=== WYBRANY FRAGMENT ===
================================

Może nas naciągnęli :) Zupełnie by, się nie zdziwił... |
Byliśmy pod koniec kwietnia. Opłata na wjeździe, (chyba ichnia strachowka, ale nie jestem pewien ) ok 5 euro na łeb.
Ciekawe jest też, że pierwszy raz na wschodzie zapłaciliśmy oficjalny mandat z taryfikatorem, blankietem itp. ( ok. 35zł) Za wjazd na główną aleję miasta, pomimo zakazu dla motocykli. Świat się kończy :) |
A może ktoś na Mołdawię i ewentualnie dolot do delty Dunaju na początek września reflektuje?
|
żeby nie zaśmiecać podpytam tutaj :)
Wyjazd w Lublina do przejścia w Larga, Mołdawia coś około 550 km czy po drodze można gdzieś na kimę czy zaraz za przejściem w Mołdawii jakieś noclegi ktoś zlokalizował? Jadę z plecaczkiem i chcemy skrócić sobie drogę przez Ukrainę żeby nie gonić przez Słowację o Węgry. |
Nocleg pod namiotem, czy kwatera?
|
raczej kwatera ale jak mus to może być namiot :)
|
Szukaj noclegu w Kamieńcu. Zwiedzisz zamek i będziesz miał blisko do granicy.
|
Kamieniec KONIECZNIE.

================================

=== WYCIĄG DANYCH ===

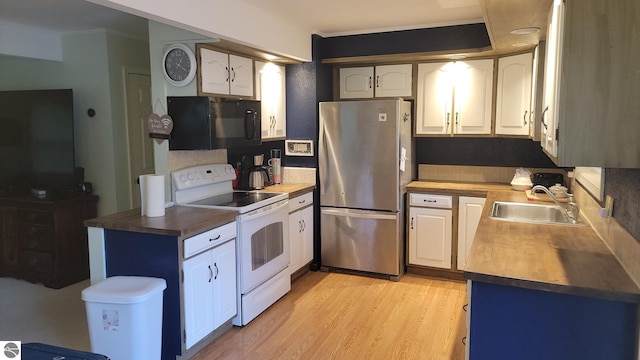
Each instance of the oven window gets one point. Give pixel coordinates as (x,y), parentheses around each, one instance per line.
(266,244)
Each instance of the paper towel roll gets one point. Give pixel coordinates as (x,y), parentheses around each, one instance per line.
(152,195)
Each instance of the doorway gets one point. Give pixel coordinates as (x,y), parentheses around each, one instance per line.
(138,105)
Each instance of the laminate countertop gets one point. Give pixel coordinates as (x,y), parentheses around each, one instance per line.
(563,259)
(181,220)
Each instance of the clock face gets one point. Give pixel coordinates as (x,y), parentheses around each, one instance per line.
(179,65)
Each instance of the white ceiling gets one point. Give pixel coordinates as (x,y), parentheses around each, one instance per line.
(324,17)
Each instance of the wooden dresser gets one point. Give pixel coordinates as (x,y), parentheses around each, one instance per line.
(44,240)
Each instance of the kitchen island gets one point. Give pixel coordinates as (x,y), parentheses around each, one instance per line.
(542,291)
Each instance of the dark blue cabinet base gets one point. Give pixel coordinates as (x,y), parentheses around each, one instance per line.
(515,323)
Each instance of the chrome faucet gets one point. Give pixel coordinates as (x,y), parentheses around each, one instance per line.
(571,210)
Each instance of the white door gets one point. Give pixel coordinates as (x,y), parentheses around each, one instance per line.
(513,101)
(393,80)
(552,78)
(469,213)
(434,99)
(225,304)
(138,104)
(430,237)
(198,297)
(473,97)
(241,76)
(356,82)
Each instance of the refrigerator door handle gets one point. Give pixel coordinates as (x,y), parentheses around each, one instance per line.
(322,159)
(361,214)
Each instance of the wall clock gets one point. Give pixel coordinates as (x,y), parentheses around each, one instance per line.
(179,65)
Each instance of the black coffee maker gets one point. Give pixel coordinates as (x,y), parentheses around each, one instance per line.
(253,175)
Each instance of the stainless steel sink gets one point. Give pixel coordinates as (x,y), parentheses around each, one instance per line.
(531,213)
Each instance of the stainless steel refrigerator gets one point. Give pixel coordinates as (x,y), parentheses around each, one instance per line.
(365,163)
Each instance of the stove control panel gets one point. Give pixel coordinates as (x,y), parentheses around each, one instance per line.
(202,175)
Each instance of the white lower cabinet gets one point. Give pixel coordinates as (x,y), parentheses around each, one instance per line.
(209,287)
(430,231)
(301,231)
(469,213)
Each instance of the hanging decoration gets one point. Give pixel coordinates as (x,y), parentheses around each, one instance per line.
(159,126)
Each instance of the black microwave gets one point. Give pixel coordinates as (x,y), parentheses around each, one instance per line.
(203,123)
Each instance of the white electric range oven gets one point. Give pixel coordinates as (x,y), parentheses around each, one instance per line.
(262,241)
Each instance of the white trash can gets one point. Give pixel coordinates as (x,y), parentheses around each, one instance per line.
(124,314)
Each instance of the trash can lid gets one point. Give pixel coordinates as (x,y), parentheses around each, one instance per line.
(124,289)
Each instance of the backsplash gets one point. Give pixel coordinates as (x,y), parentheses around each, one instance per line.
(480,174)
(183,159)
(623,245)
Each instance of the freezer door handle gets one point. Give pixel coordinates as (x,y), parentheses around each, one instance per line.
(361,214)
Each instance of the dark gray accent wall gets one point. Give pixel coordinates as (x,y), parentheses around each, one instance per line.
(623,185)
(452,38)
(481,152)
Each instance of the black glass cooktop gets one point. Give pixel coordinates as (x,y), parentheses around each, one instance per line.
(235,199)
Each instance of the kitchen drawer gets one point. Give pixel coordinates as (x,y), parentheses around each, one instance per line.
(36,261)
(300,201)
(34,231)
(34,216)
(429,200)
(38,244)
(209,239)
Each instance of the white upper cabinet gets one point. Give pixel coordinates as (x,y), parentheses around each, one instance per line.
(379,81)
(454,97)
(513,101)
(224,74)
(592,84)
(271,91)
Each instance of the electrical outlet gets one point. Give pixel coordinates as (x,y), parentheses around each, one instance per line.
(607,210)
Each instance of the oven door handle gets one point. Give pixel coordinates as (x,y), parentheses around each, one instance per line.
(265,211)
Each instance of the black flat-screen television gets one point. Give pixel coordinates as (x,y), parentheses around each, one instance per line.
(37,139)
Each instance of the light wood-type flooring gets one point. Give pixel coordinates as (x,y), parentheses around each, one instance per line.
(341,316)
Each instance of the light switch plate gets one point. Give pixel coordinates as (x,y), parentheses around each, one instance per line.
(298,147)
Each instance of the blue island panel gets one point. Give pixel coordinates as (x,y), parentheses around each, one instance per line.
(516,323)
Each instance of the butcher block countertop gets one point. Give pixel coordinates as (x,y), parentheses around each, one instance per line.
(294,189)
(182,220)
(177,221)
(563,259)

================================

=== TREŚĆ ZADANIA ===
Proszę wypisać bez żadnych zmian część wybranego fragmentu, zaczynając od słów „Ciekawe jest też, że” i ciągnąc aż do słów „namiotem, czy kwatera?”.

=== ODPOWIEDŹ ===
Ciekawe jest też, że pierwszy raz na wschodzie zapłaciliśmy oficjalny mandat z taryfikatorem, blankietem itp. ( ok. 35zł) Za wjazd na główną aleję miasta, pomimo zakazu dla motocykli. Świat się kończy :) |
A może ktoś na Mołdawię i ewentualnie dolot do delty Dunaju na początek września reflektuje?
|
żeby nie zaśmiecać podpytam tutaj :)
Wyjazd w Lublina do przejścia w Larga, Mołdawia coś około 550 km czy po drodze można gdzieś na kimę czy zaraz za przejściem w Mołdawii jakieś noclegi ktoś zlokalizował? Jadę z plecaczkiem i chcemy skrócić sobie drogę przez Ukrainę żeby nie gonić przez Słowację o Węgry. |
Nocleg pod namiotem, czy kwatera?